Spatial localization data
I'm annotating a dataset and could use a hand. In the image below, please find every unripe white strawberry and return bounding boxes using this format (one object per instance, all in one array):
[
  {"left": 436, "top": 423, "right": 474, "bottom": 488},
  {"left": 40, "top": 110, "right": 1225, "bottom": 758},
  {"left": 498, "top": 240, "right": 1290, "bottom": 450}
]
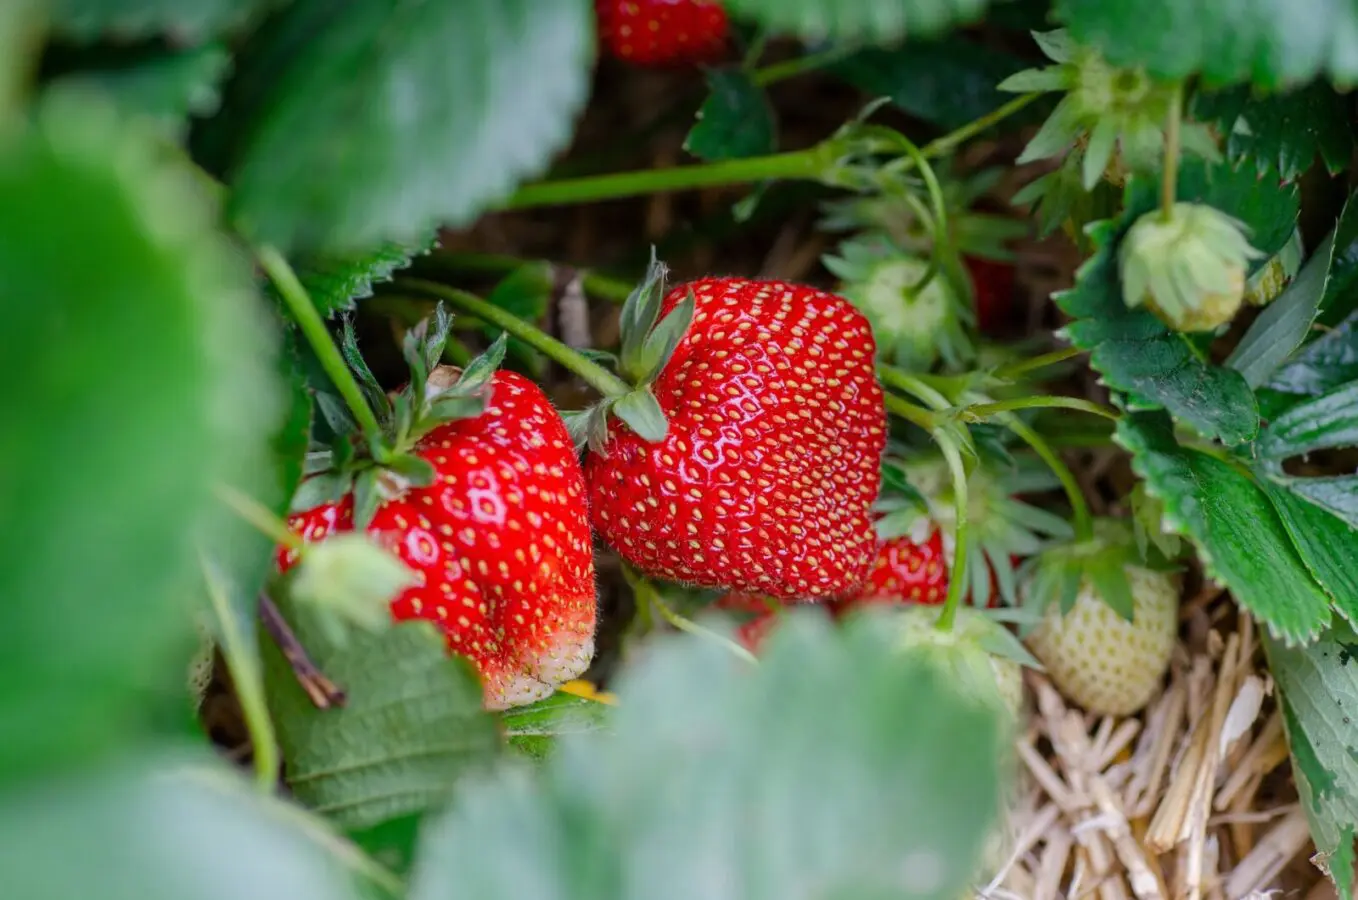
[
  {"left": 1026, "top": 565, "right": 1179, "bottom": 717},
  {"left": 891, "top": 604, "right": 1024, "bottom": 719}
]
--
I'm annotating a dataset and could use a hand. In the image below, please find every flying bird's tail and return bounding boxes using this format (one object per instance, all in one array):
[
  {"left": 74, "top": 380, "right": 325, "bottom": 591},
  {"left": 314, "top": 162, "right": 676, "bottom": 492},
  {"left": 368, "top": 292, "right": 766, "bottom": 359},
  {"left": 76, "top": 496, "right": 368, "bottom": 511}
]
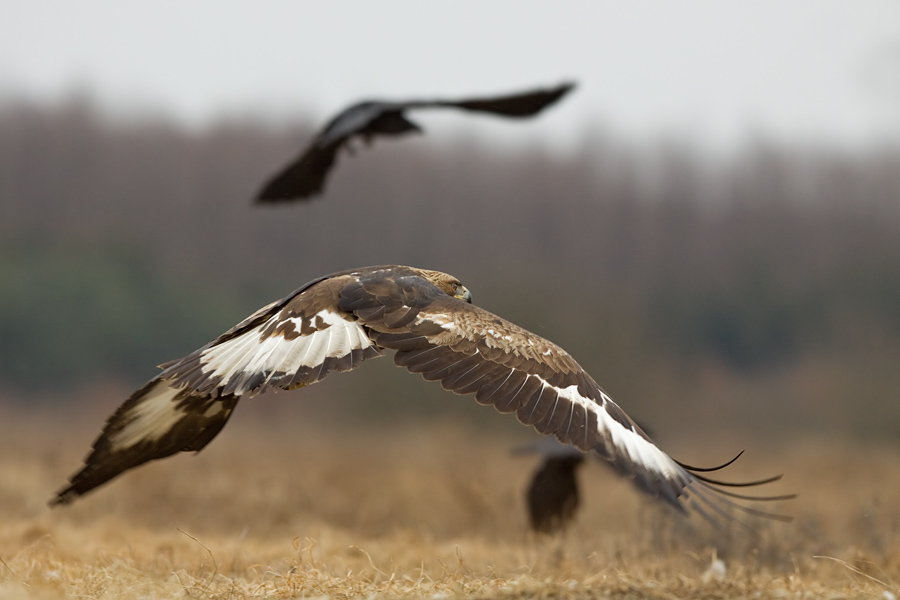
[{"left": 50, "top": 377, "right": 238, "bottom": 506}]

WORK INSTRUCTION
Please show all lines from the entries that contain the word "array".

WRITTEN SOLUTION
I'm annotating a dataset and could use a hand. In the image below, please find every unripe white strawberry and return bounding boxes using this format (one object per instance, all in one array):
I'm annotating a dataset and could use a hand. In the image below, please find every flying bird's tail and return bounding boxes using this format (one object per instance, all in one array):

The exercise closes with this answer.